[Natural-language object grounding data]
· · · · · · ·
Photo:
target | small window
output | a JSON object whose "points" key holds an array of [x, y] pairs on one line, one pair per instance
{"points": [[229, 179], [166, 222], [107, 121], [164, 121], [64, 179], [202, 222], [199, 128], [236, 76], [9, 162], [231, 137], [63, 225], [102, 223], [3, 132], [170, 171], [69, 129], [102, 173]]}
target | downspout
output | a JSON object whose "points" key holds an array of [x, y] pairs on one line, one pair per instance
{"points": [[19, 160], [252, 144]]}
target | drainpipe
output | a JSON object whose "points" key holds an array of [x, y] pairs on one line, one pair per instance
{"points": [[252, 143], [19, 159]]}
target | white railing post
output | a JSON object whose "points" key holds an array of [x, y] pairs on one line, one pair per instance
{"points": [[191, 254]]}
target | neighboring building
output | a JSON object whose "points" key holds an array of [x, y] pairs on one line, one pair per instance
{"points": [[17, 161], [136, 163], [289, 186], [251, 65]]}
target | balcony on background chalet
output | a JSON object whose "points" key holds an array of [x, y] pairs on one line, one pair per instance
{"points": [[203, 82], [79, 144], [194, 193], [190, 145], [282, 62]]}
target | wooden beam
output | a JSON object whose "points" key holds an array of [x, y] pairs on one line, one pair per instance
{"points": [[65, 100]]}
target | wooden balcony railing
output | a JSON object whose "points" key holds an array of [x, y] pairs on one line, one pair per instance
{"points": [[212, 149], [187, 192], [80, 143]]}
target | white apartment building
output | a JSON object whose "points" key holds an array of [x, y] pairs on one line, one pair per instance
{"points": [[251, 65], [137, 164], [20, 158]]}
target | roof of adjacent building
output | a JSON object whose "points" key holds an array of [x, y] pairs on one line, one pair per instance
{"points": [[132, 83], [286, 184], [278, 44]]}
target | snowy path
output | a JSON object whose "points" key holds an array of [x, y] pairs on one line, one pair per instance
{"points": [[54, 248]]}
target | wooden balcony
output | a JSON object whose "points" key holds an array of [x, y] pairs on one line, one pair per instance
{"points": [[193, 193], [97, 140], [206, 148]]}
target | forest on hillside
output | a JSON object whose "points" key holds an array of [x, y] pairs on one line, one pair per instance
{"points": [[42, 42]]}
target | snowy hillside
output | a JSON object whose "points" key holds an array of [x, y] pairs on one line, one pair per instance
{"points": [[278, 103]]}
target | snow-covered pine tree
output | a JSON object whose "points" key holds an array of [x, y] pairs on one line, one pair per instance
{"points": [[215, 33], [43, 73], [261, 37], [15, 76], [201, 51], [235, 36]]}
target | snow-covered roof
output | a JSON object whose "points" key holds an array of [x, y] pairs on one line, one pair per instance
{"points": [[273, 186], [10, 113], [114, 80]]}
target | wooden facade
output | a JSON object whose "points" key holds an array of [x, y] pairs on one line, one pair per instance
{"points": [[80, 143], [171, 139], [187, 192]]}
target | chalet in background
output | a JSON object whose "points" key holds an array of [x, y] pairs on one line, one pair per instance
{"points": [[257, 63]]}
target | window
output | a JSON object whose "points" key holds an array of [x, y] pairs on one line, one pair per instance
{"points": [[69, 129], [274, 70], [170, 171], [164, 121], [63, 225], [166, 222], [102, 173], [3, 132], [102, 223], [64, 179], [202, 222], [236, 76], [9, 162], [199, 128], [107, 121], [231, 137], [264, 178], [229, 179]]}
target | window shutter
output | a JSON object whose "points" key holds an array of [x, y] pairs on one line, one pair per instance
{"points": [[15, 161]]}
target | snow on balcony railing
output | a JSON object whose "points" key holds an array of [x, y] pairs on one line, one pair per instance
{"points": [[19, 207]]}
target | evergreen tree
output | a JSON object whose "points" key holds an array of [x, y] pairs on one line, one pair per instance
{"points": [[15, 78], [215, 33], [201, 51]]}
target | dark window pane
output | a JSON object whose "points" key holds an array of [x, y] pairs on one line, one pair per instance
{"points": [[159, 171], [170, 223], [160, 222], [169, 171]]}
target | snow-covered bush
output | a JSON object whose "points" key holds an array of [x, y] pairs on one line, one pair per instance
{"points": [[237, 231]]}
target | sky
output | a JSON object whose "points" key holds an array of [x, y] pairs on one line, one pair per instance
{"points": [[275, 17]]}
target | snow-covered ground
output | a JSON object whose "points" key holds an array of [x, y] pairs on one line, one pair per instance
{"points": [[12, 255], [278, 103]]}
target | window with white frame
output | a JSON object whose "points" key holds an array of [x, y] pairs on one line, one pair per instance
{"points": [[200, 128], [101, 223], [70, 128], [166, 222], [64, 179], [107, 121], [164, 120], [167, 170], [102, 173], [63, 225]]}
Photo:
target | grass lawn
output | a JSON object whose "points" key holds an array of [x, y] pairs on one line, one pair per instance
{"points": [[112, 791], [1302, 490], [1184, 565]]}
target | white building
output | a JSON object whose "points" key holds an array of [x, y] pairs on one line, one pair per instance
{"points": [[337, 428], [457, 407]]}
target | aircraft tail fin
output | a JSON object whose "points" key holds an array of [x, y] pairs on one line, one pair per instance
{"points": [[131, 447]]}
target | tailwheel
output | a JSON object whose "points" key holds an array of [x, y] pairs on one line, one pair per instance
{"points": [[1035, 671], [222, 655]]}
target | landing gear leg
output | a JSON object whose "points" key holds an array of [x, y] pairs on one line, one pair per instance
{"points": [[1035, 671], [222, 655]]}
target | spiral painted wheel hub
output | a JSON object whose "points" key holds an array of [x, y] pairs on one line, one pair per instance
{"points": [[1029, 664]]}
· · · · · · ·
## HOW TO COMPLETE THIS TASK
Return every record above. Copy each one exactly.

## OUTPUT
Photo:
target | small window
output | a JSON object whose "points" key holds an array of [x, y] pairs on one line, one pair per instance
{"points": [[229, 179], [166, 222], [107, 121], [164, 121], [64, 179], [202, 222], [199, 128], [236, 76], [9, 162], [231, 137], [63, 225], [102, 223], [3, 132], [170, 171], [69, 129], [102, 173]]}
target | downspout
output | a JSON object whose "points" key holds an array of [x, y] pairs on one line, one pair per instance
{"points": [[19, 160], [252, 144]]}
target | drainpipe
output | a JSON object whose "points" key holds an array of [x, y] pairs on one line, one pair per instance
{"points": [[252, 143], [19, 159]]}
target | white railing post
output | a JSON object whose "points" key holds an array of [x, y] pairs on one line, one pair per instance
{"points": [[191, 254]]}
target | neighboring building
output | a JSON object whose "points" key holds an array of [x, y] pairs on one line, one pair per instance
{"points": [[17, 161], [136, 163], [289, 186], [251, 65]]}
target | balcony on background chalet
output | a JSON object whose "points" key holds an array of [x, y] pairs on one line, one pair per instance
{"points": [[203, 82], [79, 144], [194, 193], [190, 145], [282, 62]]}
target | wooden beam
output | a JSON object whose "points" key holds an array of [x, y] pairs on one line, one pair per instance
{"points": [[65, 100]]}
target | wooden balcony railing
output | a JSON object whose "points" key holds an array of [x, y] pairs on one line, one pair per instance
{"points": [[212, 149], [187, 192], [80, 143]]}
target | white apartment building
output | a JSON object whose "points" key holds an array of [x, y] pairs on one line, one pair per instance
{"points": [[251, 65], [137, 164], [20, 158]]}
target | roof of adjacent building
output | a JSON object whose "points" key holds an array of [x, y] pairs on one line, one pair per instance
{"points": [[132, 83], [286, 184], [278, 44]]}
target | snowy path
output | a JSON object whose "points" key holds an array of [x, y] pairs on one line, one pair per instance
{"points": [[54, 248]]}
target | wooden balcony
output | a JSON object whose "points" key holds an array of [x, y] pairs on one line, one pair per instance
{"points": [[193, 193], [97, 140], [206, 148]]}
target | forest on hillside
output | a JSON object whose "points" key holds an array of [x, y] pairs on one line, one pair per instance
{"points": [[42, 42]]}
target | snowy hillside
output | a JSON object whose "points" key holds an array of [x, y] pairs on one line, one pair per instance
{"points": [[278, 103]]}
target | snow-covered pine tree
output | a JSON object whose "points" key holds an array of [x, y] pairs on one line, one pair per instance
{"points": [[215, 33], [43, 73], [261, 37], [15, 76], [201, 51], [235, 36]]}
target | snow-covered roof
output | a JSON object whose "points" key holds an array of [x, y] pairs on one line, one pair per instance
{"points": [[273, 186], [10, 113], [114, 80]]}
target | wooden facade
output | a JSON object whose "points" key holds an array of [x, y] pairs on one line, one pair per instance
{"points": [[80, 143], [171, 139], [187, 192]]}
target | chalet in background
output | a JSON object whose "points" key holds an array of [x, y] pairs on one line, one pair per instance
{"points": [[257, 63]]}
target | window
output | a JSON object whose "points" key holds an array of [x, y] pairs on one line, one pair per instance
{"points": [[69, 129], [274, 70], [170, 171], [164, 121], [63, 225], [166, 222], [102, 173], [3, 132], [102, 223], [64, 179], [202, 222], [236, 76], [9, 162], [199, 128], [107, 121], [231, 137], [264, 178], [229, 179]]}
target | window shutter
output | a JSON object whose "points" key holds an array of [x, y] pairs on one line, one pair per instance
{"points": [[15, 161]]}
target | snow on balcony railing
output | a JSON object whose "points" key holds an array of [x, y] pairs on one line, one pair per instance
{"points": [[19, 207]]}
target | evergreen tree
output | a JSON object whose "points" key holds an array of [x, y] pairs on one line, one pair per instance
{"points": [[15, 78], [215, 33], [201, 51]]}
target | dark window pane
output | a JSON object whose "points" key holds an array of [x, y] pairs on one line, one pair per instance
{"points": [[159, 171], [170, 223], [160, 222], [169, 171]]}
target | snow-covered bush
output | a JSON object whose "points" key holds an array of [x, y] pairs on one line, one pair per instance
{"points": [[237, 231]]}
target | sky
output | a JSON object whose "points" key holds an array of [x, y] pairs on one line, one pair per instance
{"points": [[275, 17]]}
target | snow-covered ground
output | a JSON object whose "points" key holds an array of [x, y] pairs on one line, one pair per instance
{"points": [[12, 255], [278, 103]]}
target | window with white frame
output | a JSON object whose "points" key holds an array of [x, y] pairs on one line, one pair per instance
{"points": [[200, 128], [101, 223], [70, 128], [166, 222], [64, 179], [107, 121], [164, 120], [167, 170], [102, 173], [63, 225]]}
Photo:
target | grass lawn
output | a JSON object whose "points" key holds an array of [x, y] pairs on one line, one pair per instance
{"points": [[112, 791], [1302, 490], [1184, 565]]}
target | white building
output | a JSON object whose "points" key holds an array of [x, y] pairs on one line, one pair per instance
{"points": [[337, 428], [457, 407]]}
target | aircraft tail fin
output | a JSON object whose "points" key holds an array of [x, y] pairs on one line, one pair per instance
{"points": [[131, 447]]}
target | tailwheel
output | a JSON object whose "points" key holds an array of [x, y] pairs on one line, one pair per instance
{"points": [[1035, 671], [222, 655]]}
target | landing gear leg
output | a JSON object whose "points" key holds an array of [x, y] pairs on one line, one pair per instance
{"points": [[1035, 671], [222, 655]]}
target | spiral painted wheel hub
output | a JSON object whose "points" key holds an array of [x, y] pairs on one line, one pair per instance
{"points": [[1029, 664]]}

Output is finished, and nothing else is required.